*** Opening of Document extract ***
President of the African Party for the Independence of Cape Verde
- In office 14 December 2014 – 18 April 2021
- Preceded by: José Maria Neves
- Succeeded by: Rui Semedo

Personal details
- Born: Janira Isabel Fonseca Hopffer Almada 27 September 1978 (age 47) Praia, Cape Verde
- Party: African Party for the Independence of Cape Verde
- Education: University of Coimbra

= Janira Hopffer Almada =

Cape Verdean politician

Janira Isabel Fonseca Hopffer Almada (born 27 September 1978) is a lawyer and politician from Cape Verde who served as the president of the African Party for the Independence of Cape Verde (PAICV) from 2014 to 2021. She is the current President of the National Assembly, the first woman to hold that position.

==Early life and education==
Almada was born on 27 September 1978 in Praia, Santiago Island. Her father is a lawyer and PAICV Minister of Justice David Hopffer Almada. She has a degree in law and a graduate degree in business law from the University of Coimbra in Portugal.
*** Close of Document extract ***
*** Opening of Dataset excerpts ***
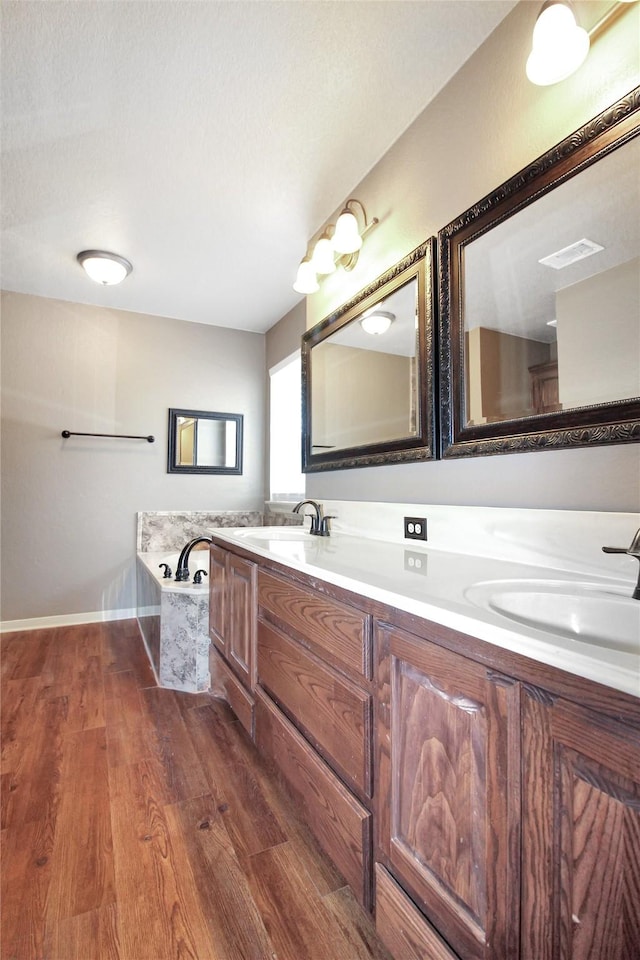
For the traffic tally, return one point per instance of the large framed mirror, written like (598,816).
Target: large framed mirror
(367,381)
(540,300)
(204,442)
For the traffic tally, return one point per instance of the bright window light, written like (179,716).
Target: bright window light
(285,427)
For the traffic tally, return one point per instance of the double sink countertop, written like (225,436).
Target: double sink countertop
(585,624)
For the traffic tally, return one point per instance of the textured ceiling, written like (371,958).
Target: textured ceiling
(204,141)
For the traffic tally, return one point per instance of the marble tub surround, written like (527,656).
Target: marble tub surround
(468,548)
(174,621)
(171,530)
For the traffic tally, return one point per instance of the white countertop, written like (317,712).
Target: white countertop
(451,589)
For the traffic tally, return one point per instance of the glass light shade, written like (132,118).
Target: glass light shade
(377,323)
(322,260)
(346,238)
(306,280)
(559,46)
(105,268)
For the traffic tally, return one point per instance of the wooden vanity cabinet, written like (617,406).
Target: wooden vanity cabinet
(580,833)
(483,805)
(314,707)
(447,781)
(232,629)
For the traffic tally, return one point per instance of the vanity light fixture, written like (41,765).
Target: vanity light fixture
(559,45)
(338,246)
(377,322)
(103,267)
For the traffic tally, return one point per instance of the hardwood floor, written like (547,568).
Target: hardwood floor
(140,824)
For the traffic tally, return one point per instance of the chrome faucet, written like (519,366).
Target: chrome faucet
(319,523)
(182,571)
(632,551)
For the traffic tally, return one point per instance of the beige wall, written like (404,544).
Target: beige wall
(282,340)
(69,506)
(487,124)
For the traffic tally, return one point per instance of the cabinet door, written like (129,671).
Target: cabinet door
(448,768)
(241,618)
(217,598)
(580,834)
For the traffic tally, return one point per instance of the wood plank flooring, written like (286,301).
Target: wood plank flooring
(140,824)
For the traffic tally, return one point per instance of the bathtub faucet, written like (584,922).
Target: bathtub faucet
(182,572)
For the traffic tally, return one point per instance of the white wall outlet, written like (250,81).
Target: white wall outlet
(415,528)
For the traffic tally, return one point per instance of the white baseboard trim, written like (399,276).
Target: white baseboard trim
(67,620)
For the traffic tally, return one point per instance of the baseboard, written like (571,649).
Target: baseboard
(67,620)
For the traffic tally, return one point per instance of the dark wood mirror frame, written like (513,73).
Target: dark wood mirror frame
(173,464)
(419,265)
(614,422)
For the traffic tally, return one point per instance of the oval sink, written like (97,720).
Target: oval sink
(591,613)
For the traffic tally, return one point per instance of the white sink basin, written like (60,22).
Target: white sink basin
(604,616)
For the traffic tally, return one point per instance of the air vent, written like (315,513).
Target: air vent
(571,254)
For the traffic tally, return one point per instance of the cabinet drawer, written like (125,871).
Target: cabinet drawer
(225,684)
(339,822)
(337,631)
(331,711)
(401,926)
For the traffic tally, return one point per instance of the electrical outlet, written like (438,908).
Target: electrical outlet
(416,562)
(415,528)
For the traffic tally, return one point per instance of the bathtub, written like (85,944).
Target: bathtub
(174,620)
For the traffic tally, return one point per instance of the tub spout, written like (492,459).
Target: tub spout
(182,571)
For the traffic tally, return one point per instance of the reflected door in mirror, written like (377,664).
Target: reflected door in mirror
(204,442)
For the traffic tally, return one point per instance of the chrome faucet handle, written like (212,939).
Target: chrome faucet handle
(316,516)
(632,551)
(324,530)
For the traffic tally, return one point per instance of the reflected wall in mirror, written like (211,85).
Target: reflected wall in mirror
(540,300)
(204,442)
(367,373)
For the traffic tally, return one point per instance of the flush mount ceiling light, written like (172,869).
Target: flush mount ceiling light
(377,322)
(338,246)
(559,45)
(103,267)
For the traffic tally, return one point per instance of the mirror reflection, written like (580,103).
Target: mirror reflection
(364,376)
(366,373)
(552,298)
(540,300)
(204,442)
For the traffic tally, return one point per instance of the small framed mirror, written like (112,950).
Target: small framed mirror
(204,442)
(540,300)
(367,383)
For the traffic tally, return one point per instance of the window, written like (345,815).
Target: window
(285,429)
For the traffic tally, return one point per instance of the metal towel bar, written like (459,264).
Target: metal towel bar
(119,436)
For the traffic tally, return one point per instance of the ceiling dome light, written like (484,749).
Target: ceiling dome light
(346,237)
(105,268)
(323,258)
(559,45)
(377,322)
(306,279)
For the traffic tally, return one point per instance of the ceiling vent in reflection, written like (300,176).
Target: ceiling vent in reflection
(571,254)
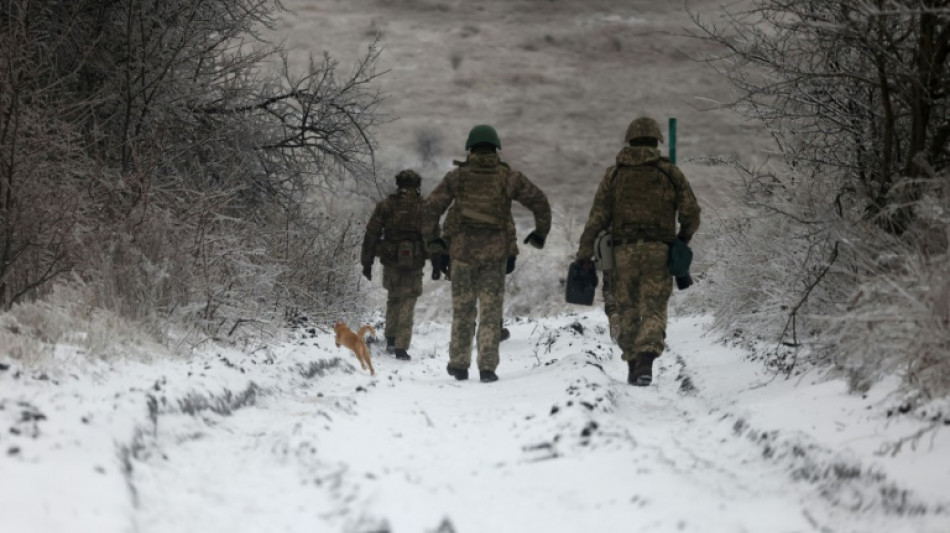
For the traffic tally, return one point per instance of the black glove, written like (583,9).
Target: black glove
(534,240)
(437,246)
(684,282)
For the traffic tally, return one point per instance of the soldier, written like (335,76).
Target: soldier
(639,201)
(482,188)
(394,234)
(450,227)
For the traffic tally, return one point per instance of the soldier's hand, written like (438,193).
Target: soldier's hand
(534,240)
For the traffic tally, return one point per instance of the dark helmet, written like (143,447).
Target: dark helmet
(482,133)
(408,178)
(643,127)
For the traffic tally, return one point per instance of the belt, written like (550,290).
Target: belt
(621,242)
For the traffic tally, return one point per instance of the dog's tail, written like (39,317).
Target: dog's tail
(362,332)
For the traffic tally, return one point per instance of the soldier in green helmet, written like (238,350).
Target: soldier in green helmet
(640,200)
(394,234)
(481,190)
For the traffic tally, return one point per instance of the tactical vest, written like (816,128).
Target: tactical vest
(402,235)
(482,197)
(644,203)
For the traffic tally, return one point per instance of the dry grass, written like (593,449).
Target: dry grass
(30,332)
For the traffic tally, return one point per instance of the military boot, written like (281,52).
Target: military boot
(642,374)
(460,374)
(487,376)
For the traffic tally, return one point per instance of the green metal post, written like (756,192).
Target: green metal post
(672,137)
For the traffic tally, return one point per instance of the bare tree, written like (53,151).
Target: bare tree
(855,95)
(184,165)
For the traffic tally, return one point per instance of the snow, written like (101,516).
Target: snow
(296,438)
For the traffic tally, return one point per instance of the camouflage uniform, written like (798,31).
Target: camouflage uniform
(639,201)
(482,189)
(451,226)
(394,228)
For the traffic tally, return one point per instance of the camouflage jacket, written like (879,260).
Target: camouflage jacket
(683,205)
(396,219)
(480,245)
(451,226)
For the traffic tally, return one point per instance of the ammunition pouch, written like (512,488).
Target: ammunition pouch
(406,252)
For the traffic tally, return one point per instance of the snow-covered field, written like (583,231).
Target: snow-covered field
(295,437)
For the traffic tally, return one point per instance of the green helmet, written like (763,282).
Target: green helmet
(482,133)
(643,127)
(408,178)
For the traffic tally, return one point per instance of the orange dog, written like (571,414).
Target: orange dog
(355,342)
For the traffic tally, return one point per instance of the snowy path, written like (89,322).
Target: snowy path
(556,445)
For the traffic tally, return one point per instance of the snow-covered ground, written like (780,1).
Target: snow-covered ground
(295,437)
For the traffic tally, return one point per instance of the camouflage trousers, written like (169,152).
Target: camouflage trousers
(610,306)
(640,287)
(403,287)
(481,285)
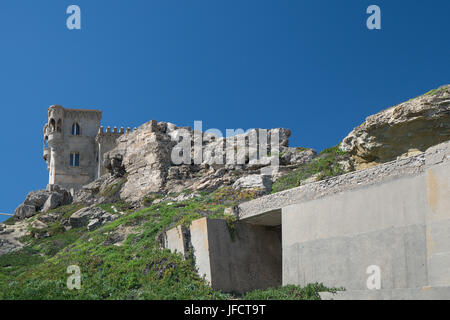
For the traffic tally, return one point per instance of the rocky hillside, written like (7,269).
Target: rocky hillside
(402,130)
(111,227)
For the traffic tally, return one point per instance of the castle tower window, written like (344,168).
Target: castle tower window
(52,124)
(74,159)
(76,129)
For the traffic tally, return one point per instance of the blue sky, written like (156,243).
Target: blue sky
(311,66)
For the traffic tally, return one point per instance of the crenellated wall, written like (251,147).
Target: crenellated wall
(87,144)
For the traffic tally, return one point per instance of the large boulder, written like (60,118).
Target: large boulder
(25,211)
(254,181)
(37,198)
(92,217)
(402,130)
(53,201)
(43,200)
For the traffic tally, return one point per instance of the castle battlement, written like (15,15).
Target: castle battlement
(74,144)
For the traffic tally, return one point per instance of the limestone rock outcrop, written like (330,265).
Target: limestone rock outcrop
(43,200)
(91,216)
(402,130)
(145,158)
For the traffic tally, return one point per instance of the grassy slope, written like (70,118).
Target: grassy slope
(138,268)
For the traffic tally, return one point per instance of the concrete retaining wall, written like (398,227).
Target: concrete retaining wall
(400,224)
(237,259)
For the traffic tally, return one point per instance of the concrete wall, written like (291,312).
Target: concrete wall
(401,224)
(248,258)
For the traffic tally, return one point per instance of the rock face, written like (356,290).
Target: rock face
(43,200)
(25,211)
(255,181)
(91,216)
(403,130)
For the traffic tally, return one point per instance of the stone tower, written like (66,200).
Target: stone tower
(74,145)
(70,148)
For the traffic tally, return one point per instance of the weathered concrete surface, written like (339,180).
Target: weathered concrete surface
(400,224)
(267,210)
(237,259)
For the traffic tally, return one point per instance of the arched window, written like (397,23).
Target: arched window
(52,125)
(76,129)
(74,159)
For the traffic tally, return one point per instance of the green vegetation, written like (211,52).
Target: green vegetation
(324,166)
(290,292)
(136,269)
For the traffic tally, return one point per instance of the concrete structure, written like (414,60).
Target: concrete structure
*** Close of Dataset excerpts ***
▶ Task statement:
Reproduce the entire text on Janira Hopffer Almada word for word, from its first line to its last. Rely solely on the text on Janira Hopffer Almada and set the material aside.

▶ Finished task:
President of the African Party for the Independence of Cape Verde
- In office 14 December 2014 – 18 April 2021
- Preceded by: José Maria Neves
- Succeeded by: Rui Semedo

Personal details
- Born: Janira Isabel Fonseca Hopffer Almada 27 September 1978 (age 47) Praia, Cape Verde
- Party: African Party for the Independence of Cape Verde
- Education: University of Coimbra

= Janira Hopffer Almada =

Cape Verdean politician

Janira Isabel Fonseca Hopffer Almada (born 27 September 1978) is a lawyer and politician from Cape Verde who served as the president of the African Party for the Independence of Cape Verde (PAICV) from 2014 to 2021. She is the current President of the National Assembly, the first woman to hold that position.

==Early life and education==
Almada was born on 27 September 1978 in Praia, Santiago Island. Her father is a lawyer and PAICV Minister of Justice David Hopffer Almada. She has a degree in law and a graduate degree in business law from the University of Coimbra in Portugal.